Filter the listing for lines containing "parked".

--------------------------------

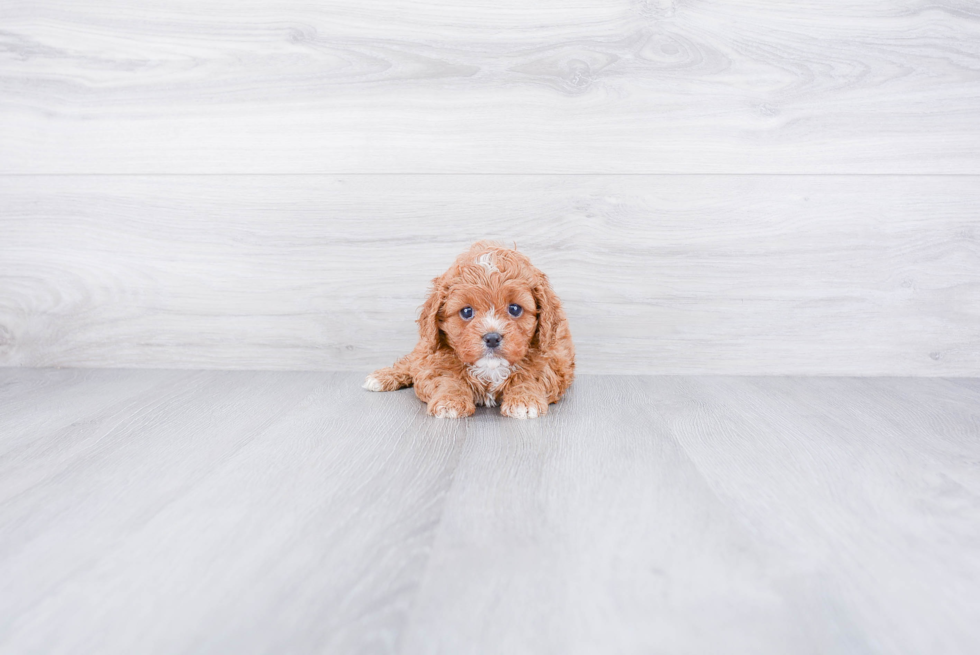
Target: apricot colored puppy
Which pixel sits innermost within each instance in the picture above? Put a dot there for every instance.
(492, 332)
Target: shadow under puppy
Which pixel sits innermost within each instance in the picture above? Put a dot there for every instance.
(491, 332)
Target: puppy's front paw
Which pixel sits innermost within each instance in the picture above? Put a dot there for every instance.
(384, 379)
(523, 406)
(451, 407)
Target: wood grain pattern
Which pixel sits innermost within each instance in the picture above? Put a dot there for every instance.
(214, 511)
(257, 512)
(660, 274)
(651, 86)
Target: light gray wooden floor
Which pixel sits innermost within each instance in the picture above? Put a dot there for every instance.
(242, 512)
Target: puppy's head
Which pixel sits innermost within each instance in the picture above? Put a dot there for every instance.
(491, 303)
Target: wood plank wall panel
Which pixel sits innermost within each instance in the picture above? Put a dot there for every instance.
(501, 86)
(844, 275)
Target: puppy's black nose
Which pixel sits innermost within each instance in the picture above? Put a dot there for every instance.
(492, 339)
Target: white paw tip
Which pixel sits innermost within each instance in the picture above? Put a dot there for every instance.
(445, 412)
(522, 411)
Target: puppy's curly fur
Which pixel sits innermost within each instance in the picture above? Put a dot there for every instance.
(491, 332)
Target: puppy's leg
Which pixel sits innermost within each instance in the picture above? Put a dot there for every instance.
(527, 400)
(446, 396)
(390, 378)
(527, 392)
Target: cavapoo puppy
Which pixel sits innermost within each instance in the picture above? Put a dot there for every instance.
(491, 332)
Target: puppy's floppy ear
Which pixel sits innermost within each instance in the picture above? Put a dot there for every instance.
(550, 313)
(429, 317)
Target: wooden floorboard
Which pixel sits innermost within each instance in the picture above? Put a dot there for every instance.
(259, 512)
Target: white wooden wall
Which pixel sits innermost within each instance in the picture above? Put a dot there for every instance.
(714, 187)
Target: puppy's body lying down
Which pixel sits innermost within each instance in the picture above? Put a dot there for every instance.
(492, 332)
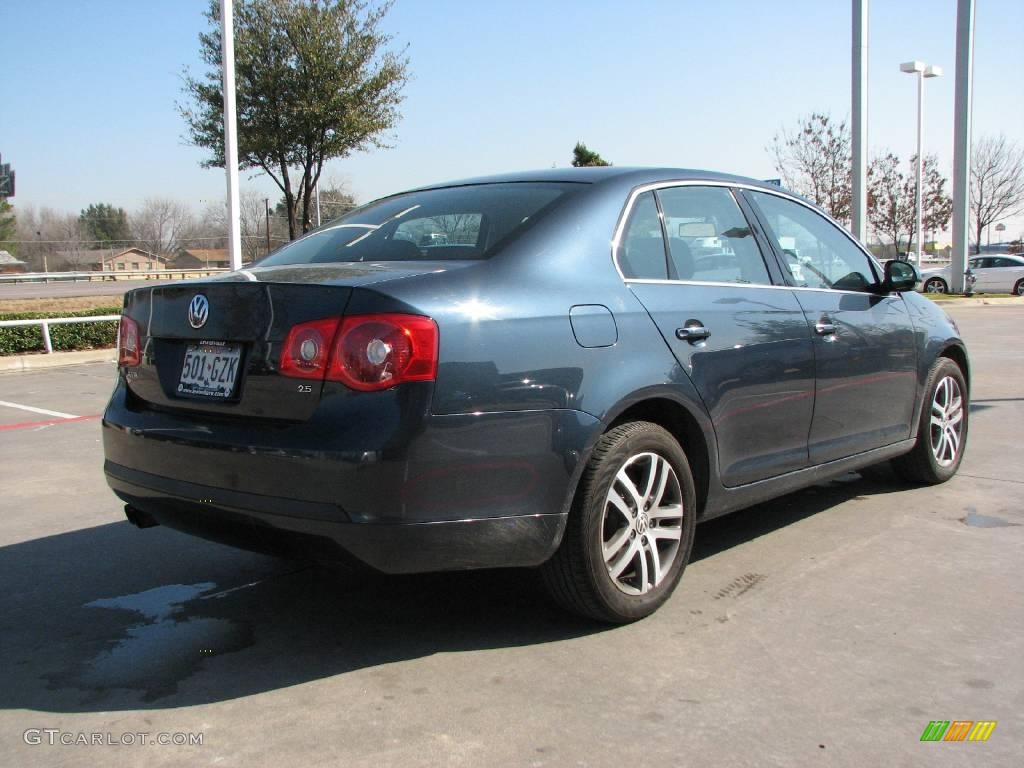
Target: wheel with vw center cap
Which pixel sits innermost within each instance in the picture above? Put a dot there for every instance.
(631, 528)
(942, 428)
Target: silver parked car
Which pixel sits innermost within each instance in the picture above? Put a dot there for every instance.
(999, 273)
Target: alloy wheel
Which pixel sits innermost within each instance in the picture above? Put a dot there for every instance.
(947, 421)
(642, 523)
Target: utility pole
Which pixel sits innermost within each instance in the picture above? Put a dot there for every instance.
(266, 202)
(230, 133)
(858, 122)
(962, 140)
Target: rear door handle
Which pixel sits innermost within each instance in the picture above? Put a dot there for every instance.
(692, 332)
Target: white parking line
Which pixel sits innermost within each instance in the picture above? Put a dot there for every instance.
(42, 411)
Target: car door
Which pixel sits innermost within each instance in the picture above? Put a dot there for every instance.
(864, 351)
(986, 275)
(693, 260)
(998, 274)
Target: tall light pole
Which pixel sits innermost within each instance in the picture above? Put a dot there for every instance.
(230, 133)
(922, 71)
(858, 122)
(962, 140)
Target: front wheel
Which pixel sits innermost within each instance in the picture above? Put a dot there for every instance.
(942, 428)
(631, 527)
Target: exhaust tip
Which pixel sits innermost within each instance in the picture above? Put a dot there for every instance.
(138, 518)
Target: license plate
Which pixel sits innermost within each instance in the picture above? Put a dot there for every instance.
(210, 370)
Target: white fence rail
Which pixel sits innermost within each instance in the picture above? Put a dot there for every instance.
(46, 323)
(97, 275)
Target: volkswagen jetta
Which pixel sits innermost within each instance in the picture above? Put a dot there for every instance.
(566, 369)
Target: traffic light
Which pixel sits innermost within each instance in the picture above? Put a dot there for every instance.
(6, 180)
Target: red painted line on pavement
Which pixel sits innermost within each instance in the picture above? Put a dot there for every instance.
(47, 423)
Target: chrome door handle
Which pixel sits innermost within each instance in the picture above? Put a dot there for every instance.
(692, 333)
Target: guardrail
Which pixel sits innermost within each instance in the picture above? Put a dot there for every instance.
(46, 323)
(97, 275)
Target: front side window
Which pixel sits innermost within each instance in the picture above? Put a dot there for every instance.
(456, 222)
(816, 253)
(710, 240)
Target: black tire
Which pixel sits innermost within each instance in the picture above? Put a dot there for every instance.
(931, 462)
(578, 577)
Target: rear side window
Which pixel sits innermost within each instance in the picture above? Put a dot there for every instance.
(641, 250)
(710, 240)
(457, 222)
(816, 253)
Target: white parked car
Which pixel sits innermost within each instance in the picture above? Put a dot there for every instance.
(999, 273)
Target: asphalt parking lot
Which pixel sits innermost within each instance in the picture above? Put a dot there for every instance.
(826, 628)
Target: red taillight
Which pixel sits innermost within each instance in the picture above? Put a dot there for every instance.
(307, 347)
(129, 351)
(364, 351)
(377, 351)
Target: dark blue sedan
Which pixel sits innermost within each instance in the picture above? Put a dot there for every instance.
(566, 369)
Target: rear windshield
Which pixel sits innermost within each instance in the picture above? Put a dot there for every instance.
(457, 222)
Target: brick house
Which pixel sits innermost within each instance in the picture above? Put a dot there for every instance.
(202, 258)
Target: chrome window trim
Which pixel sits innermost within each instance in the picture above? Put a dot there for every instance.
(655, 185)
(654, 282)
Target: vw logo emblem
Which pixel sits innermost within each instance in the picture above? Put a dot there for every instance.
(199, 310)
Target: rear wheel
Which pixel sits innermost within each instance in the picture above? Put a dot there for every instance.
(631, 528)
(942, 429)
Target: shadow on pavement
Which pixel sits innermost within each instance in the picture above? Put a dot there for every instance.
(111, 617)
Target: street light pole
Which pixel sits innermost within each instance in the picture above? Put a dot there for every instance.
(922, 71)
(230, 133)
(858, 122)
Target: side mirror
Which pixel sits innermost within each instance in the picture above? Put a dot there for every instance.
(900, 275)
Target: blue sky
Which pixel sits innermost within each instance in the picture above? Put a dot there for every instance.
(87, 98)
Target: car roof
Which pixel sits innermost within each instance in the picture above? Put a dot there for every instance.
(632, 176)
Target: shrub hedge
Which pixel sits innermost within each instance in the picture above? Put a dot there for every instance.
(72, 336)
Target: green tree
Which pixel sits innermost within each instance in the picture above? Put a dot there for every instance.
(8, 227)
(105, 223)
(814, 161)
(584, 158)
(313, 81)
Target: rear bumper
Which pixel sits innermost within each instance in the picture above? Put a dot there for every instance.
(305, 532)
(464, 492)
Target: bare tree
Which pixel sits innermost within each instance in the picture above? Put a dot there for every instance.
(892, 200)
(162, 224)
(996, 182)
(814, 161)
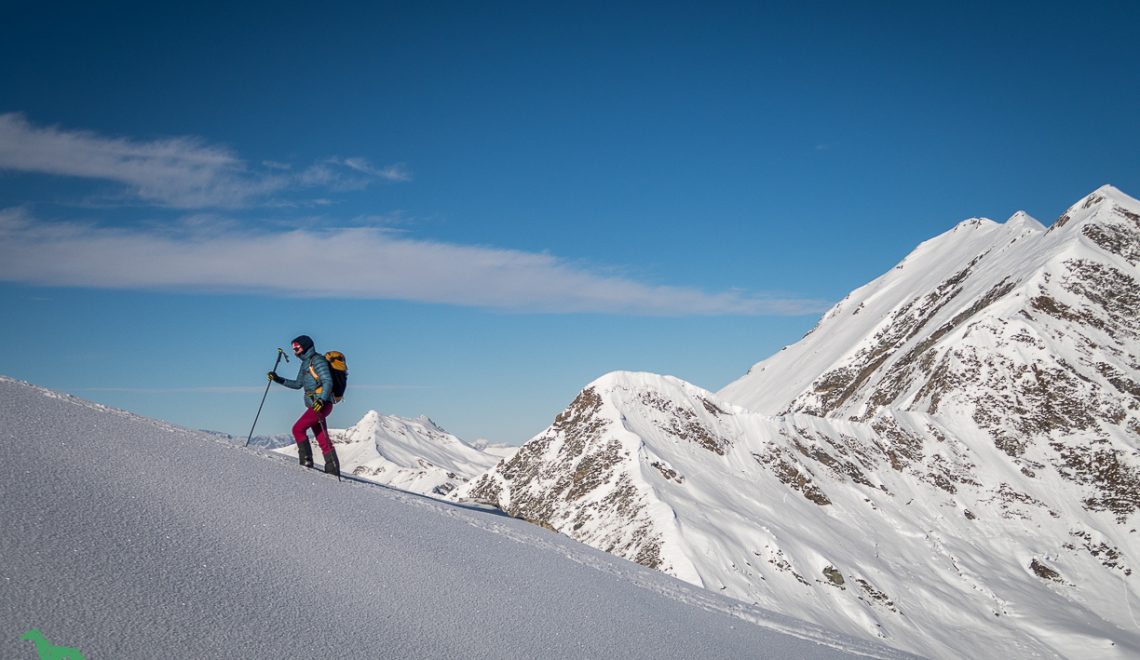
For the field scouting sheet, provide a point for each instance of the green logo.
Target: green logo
(48, 651)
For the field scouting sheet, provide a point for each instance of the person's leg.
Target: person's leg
(300, 433)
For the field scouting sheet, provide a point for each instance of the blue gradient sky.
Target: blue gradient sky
(488, 206)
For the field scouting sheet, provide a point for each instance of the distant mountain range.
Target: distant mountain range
(413, 455)
(949, 462)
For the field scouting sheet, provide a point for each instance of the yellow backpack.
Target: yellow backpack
(339, 368)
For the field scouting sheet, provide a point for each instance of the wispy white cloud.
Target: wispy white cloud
(350, 262)
(174, 172)
(398, 172)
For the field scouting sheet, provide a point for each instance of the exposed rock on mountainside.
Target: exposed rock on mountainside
(954, 442)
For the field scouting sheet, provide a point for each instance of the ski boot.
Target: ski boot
(332, 464)
(304, 453)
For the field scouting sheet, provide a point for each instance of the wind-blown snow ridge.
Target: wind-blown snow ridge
(131, 538)
(949, 462)
(413, 455)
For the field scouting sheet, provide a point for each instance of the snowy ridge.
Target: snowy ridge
(953, 466)
(414, 455)
(218, 551)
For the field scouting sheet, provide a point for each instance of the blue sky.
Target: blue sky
(488, 205)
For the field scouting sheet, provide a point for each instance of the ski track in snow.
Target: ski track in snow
(128, 537)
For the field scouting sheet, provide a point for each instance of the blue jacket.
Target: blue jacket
(319, 388)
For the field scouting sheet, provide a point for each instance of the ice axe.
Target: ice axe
(281, 353)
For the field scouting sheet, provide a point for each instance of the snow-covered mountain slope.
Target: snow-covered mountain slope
(414, 455)
(131, 538)
(954, 467)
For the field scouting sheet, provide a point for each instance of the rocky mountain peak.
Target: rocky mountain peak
(974, 412)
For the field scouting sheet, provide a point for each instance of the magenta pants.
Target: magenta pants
(311, 421)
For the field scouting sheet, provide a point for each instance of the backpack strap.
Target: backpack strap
(320, 389)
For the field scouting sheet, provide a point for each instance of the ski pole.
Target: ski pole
(281, 355)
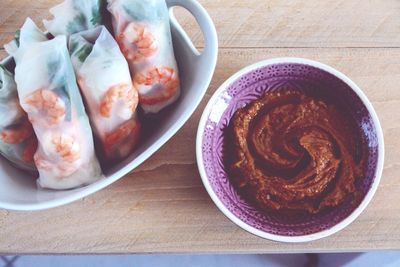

--------------------------------

Result:
Target: silver parked car
Target: white parked car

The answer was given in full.